Challenge →
In the text on the scalability procedure, what tool is built during the first stage for use in all the remaining stages?

-------- Document section

Now that we introduced the system, let's start scaling it!

The following sections will represent the five stages that make our scalability procedure. Each of them starts by defining our goals for it and the tools we'll need. Then we describe the steps involved in reaching the goals. If possible, with each step you'll find the related commit on MatchStream so you can see an example of how to implement what the step describes. Finally, we show you our results (i.e., how much our test system improved with the proposed changes). It's important to notice that the procedure is rather generic, even when the examples are focused on our sample project.

1. Is it really working?

Goals

This is the first stage, where we set the grounds for the next ones. At this point, we want to be sure the system is working correctly and we want to be able to describe standard user interaction paths. At this stage, we should build the user simulator, a fundamental tool for all the remaining stages.

Tools

An HTTP logging system.
- We usually install all our web apps behind Nginx, if only to be able to collect and analyze its logs, but also because Nginx's connection handling semantics, basic load balancing, and support for compression and SSL connections are so easy to configure.
Logging tools.
- We will need to direct the server's own logs as well as those generated by SASL to file(s) in order to check them later. We generally use elog for this since we know it well, and since we can compile it out of modules we don't need to log for speed, but you may want to try using Lager or any other such application.

Steps

Manual test: trying the system by ourselves.
- We need to be sure the system is working so we just use it.
- In our case (for MatchStream), we start a match using the fake_watcher module, run $ curl http://localhost:8888/matches in another console to verify that the match is registered, open a telnet session, type in the necessary parameters and watch the match flow before our eyes until it ends.
Improving the logging mechanisms.

----------------
-------- Data excerpts

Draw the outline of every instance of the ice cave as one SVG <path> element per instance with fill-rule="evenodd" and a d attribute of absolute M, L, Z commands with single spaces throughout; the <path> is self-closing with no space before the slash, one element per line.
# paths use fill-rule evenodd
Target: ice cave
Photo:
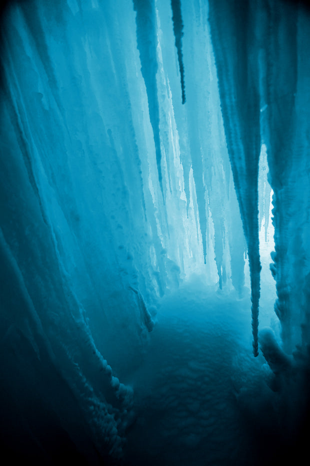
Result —
<path fill-rule="evenodd" d="M 0 22 L 5 463 L 306 463 L 306 3 Z"/>

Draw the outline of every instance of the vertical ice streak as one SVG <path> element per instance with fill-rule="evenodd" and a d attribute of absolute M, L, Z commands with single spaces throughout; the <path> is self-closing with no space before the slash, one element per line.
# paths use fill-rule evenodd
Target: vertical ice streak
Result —
<path fill-rule="evenodd" d="M 182 52 L 182 38 L 184 35 L 183 32 L 184 25 L 182 20 L 181 0 L 171 0 L 171 8 L 172 13 L 172 20 L 174 23 L 174 34 L 176 38 L 176 47 L 178 51 L 178 60 L 180 71 L 182 103 L 184 104 L 186 101 L 186 98 L 185 96 L 184 64 L 183 63 L 183 54 Z"/>
<path fill-rule="evenodd" d="M 248 251 L 253 352 L 258 354 L 260 95 L 255 13 L 250 2 L 210 0 L 210 21 L 223 119 Z"/>
<path fill-rule="evenodd" d="M 136 41 L 141 62 L 141 72 L 148 95 L 150 119 L 153 130 L 158 181 L 164 197 L 162 150 L 160 136 L 160 109 L 156 74 L 158 69 L 156 49 L 157 33 L 154 0 L 133 0 L 136 12 Z"/>

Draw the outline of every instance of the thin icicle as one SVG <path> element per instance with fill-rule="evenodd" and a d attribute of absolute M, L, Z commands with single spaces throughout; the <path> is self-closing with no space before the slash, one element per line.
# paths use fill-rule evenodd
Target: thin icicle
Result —
<path fill-rule="evenodd" d="M 158 69 L 156 49 L 156 15 L 153 0 L 133 0 L 136 12 L 136 41 L 140 55 L 141 72 L 146 88 L 150 119 L 153 130 L 156 162 L 160 190 L 164 198 L 162 173 L 162 150 L 160 137 L 160 109 L 156 74 Z"/>
<path fill-rule="evenodd" d="M 178 60 L 180 70 L 182 103 L 184 104 L 186 101 L 186 97 L 185 96 L 184 64 L 183 63 L 183 53 L 182 52 L 182 38 L 184 35 L 183 32 L 184 25 L 182 20 L 181 0 L 171 0 L 171 8 L 172 13 L 172 20 L 174 23 L 174 34 L 176 38 L 176 47 L 178 51 Z"/>

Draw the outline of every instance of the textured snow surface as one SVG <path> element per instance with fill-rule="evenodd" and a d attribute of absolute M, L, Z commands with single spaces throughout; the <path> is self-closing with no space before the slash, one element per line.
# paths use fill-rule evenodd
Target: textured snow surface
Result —
<path fill-rule="evenodd" d="M 250 290 L 236 300 L 198 277 L 162 300 L 141 365 L 129 378 L 136 417 L 125 464 L 246 466 L 279 464 L 290 454 L 294 434 L 287 438 L 283 425 L 284 447 L 266 382 L 271 371 L 249 351 L 250 304 Z M 262 319 L 274 324 L 268 313 Z"/>
<path fill-rule="evenodd" d="M 0 426 L 12 462 L 298 463 L 308 14 L 280 0 L 5 10 Z"/>

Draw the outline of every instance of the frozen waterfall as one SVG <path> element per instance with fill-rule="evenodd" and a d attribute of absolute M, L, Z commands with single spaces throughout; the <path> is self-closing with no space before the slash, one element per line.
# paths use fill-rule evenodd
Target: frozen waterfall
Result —
<path fill-rule="evenodd" d="M 306 3 L 2 9 L 4 457 L 296 462 L 310 431 Z"/>

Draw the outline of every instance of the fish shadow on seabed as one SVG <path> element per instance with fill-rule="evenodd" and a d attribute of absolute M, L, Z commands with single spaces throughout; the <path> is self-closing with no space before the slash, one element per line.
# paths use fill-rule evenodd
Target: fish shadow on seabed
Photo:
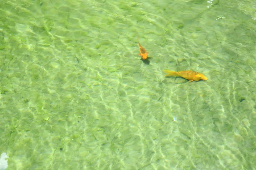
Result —
<path fill-rule="evenodd" d="M 144 63 L 144 64 L 145 64 L 147 65 L 149 65 L 149 64 L 150 64 L 150 61 L 149 61 L 149 60 L 148 59 L 150 59 L 150 57 L 148 57 L 148 58 L 147 58 L 145 60 L 143 60 L 143 59 L 140 59 L 140 60 L 143 62 Z"/>

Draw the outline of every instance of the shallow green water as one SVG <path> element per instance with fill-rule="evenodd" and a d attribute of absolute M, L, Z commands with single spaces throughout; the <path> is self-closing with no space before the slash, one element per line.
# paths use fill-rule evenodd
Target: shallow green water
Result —
<path fill-rule="evenodd" d="M 153 2 L 2 1 L 8 169 L 256 169 L 255 1 Z"/>

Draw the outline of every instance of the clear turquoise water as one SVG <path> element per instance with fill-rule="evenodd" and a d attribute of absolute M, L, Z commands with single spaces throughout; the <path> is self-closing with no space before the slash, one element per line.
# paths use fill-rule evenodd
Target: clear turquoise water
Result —
<path fill-rule="evenodd" d="M 255 1 L 154 2 L 2 1 L 8 170 L 256 169 Z"/>

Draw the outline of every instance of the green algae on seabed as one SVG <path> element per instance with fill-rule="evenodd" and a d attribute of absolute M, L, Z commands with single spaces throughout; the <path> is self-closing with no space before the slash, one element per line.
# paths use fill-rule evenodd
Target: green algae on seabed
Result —
<path fill-rule="evenodd" d="M 253 169 L 253 1 L 2 3 L 9 168 Z M 209 79 L 165 79 L 164 69 Z"/>

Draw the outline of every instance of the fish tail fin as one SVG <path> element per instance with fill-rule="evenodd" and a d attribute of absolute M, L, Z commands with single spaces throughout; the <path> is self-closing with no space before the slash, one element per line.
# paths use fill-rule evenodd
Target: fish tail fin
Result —
<path fill-rule="evenodd" d="M 177 75 L 177 73 L 176 71 L 171 71 L 169 70 L 163 70 L 163 71 L 167 74 L 167 75 L 166 75 L 166 76 Z"/>

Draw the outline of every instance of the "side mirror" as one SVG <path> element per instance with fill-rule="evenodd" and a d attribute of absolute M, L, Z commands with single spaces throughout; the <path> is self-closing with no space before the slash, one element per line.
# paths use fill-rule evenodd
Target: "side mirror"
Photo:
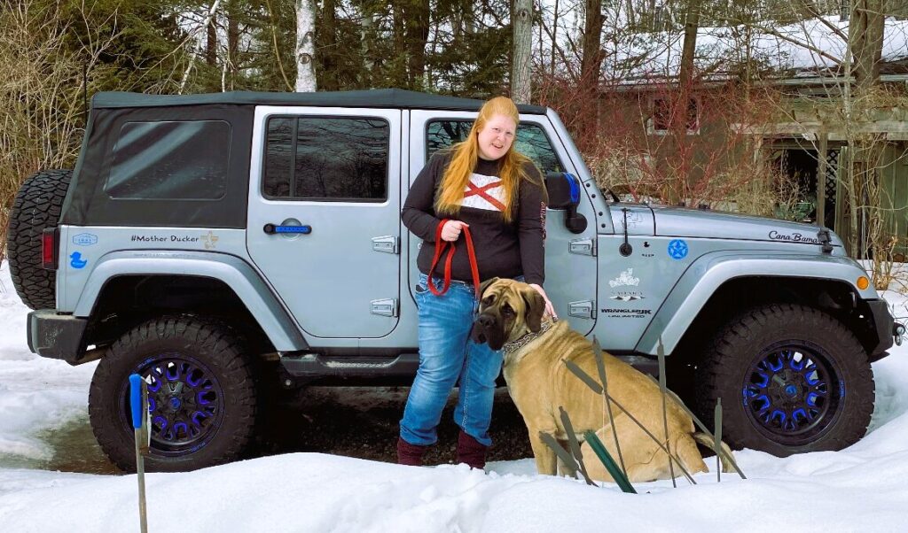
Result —
<path fill-rule="evenodd" d="M 583 233 L 587 229 L 587 218 L 577 212 L 580 205 L 580 181 L 568 172 L 546 174 L 546 190 L 548 191 L 548 208 L 564 210 L 565 226 L 571 233 Z"/>

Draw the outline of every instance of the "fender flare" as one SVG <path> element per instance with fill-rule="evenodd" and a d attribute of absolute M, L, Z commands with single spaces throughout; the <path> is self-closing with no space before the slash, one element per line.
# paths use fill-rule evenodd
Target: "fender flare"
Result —
<path fill-rule="evenodd" d="M 192 276 L 222 281 L 236 293 L 278 352 L 309 348 L 290 314 L 249 263 L 236 256 L 192 251 L 119 251 L 98 259 L 74 316 L 90 316 L 104 285 L 122 276 Z"/>
<path fill-rule="evenodd" d="M 806 265 L 805 265 L 806 263 Z M 724 283 L 739 277 L 798 277 L 847 284 L 861 298 L 879 298 L 873 286 L 861 290 L 857 278 L 866 276 L 850 257 L 766 252 L 713 252 L 698 257 L 685 271 L 653 316 L 635 351 L 671 354 L 697 315 Z"/>

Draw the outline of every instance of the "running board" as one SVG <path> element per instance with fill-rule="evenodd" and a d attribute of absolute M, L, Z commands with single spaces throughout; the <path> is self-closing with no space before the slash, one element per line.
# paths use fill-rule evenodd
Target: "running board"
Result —
<path fill-rule="evenodd" d="M 413 376 L 419 366 L 419 354 L 388 357 L 374 355 L 281 354 L 281 364 L 294 377 L 389 377 Z"/>

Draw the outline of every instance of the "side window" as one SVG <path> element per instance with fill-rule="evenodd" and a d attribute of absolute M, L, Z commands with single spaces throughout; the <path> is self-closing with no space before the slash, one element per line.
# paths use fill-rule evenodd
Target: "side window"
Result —
<path fill-rule="evenodd" d="M 426 131 L 426 146 L 429 153 L 426 159 L 436 151 L 460 142 L 469 134 L 472 121 L 432 121 Z M 555 153 L 548 137 L 538 124 L 522 122 L 517 127 L 517 140 L 514 148 L 533 160 L 536 166 L 546 172 L 564 172 L 564 166 Z"/>
<path fill-rule="evenodd" d="M 390 126 L 381 119 L 270 118 L 262 192 L 281 199 L 384 201 L 390 144 Z"/>
<path fill-rule="evenodd" d="M 126 122 L 104 191 L 115 199 L 219 199 L 227 192 L 231 125 Z"/>

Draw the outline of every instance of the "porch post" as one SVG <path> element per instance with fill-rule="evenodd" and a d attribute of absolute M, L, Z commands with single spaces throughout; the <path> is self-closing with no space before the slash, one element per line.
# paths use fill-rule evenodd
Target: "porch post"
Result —
<path fill-rule="evenodd" d="M 829 155 L 829 134 L 825 130 L 817 133 L 816 150 L 816 225 L 826 226 L 826 158 Z"/>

----------------

Worked solution →
The user simulator.